====== Selected excerpt ======

And it computes how good or bad the output is with respect to the training data.

The optimization algorithm takes that loss/utility or

utility function and computes a new set of parameters to try.

And we iteratively generate output using the model and parameters,

measure how bad it is, improve the parameters,

until we are satisfied with the parameter values that we have chosen.

As we saw in FunkSVD, this is often through some kind of

a convergence criterion, a threshold on how much the parameters are changing, or

just we're going to train 40 times, 100 times, whatever.

But these pieces work together to let us train the algorithm.

For a simple example, we can look at estimating ratings with a single value.

So we have our scoring function is going to be predict the rating with

a single global value.

So our parameters are the value B.

Our error function we want to minimize the squared error.

So we, the G is going to be the sum over the users and

items of the error, which is the rating minus this baseline value.

====== Raw data ======

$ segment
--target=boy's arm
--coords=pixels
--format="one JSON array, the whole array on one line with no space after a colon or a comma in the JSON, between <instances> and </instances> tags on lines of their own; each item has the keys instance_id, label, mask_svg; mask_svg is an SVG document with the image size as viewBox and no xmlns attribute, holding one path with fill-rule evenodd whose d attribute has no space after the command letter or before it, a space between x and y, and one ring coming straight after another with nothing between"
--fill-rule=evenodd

======

▶ **Instructions**:
A) Answer these questions from the optimization lecture:
(i) What does the optimization algorithm compute from the loss or utility function?
(ii) Which method is named as an example of training that stops through a convergence criterion?
(iii) In the simple example of estimating ratings with a single value, what error does the error function aim to minimize?
B) Extend the optimization lecture past its final sentence with a few sentences in the same spoken style.
The material has no connection to the optimization lecture.

▶ **Exercise answers**:
A)
(i) A new set of parameters to try.
(ii) FunkSVD.
(iii) The squared error.

B)
Now with this problem, our optimization algorithm is,

look up that statistics tells us that b equals mu.

Now we have the best value.

There's not a lot of sophistication to the training.

But the basic principle is there.

We want to find the value that minimizes the error.

Now this approach can be applied to many different kinds of models.

We can do a bias model, which takes a global bias, mean rating, and

then per user, per item, biases.

And effectively what this gives us is a personalized mean.

How much better or worse are you going to like this item than average,

adjusted by how much better or worse you like items, on average.

And in this case, the parameters are going to be b,

b sub u, for every user, b sub i for every item.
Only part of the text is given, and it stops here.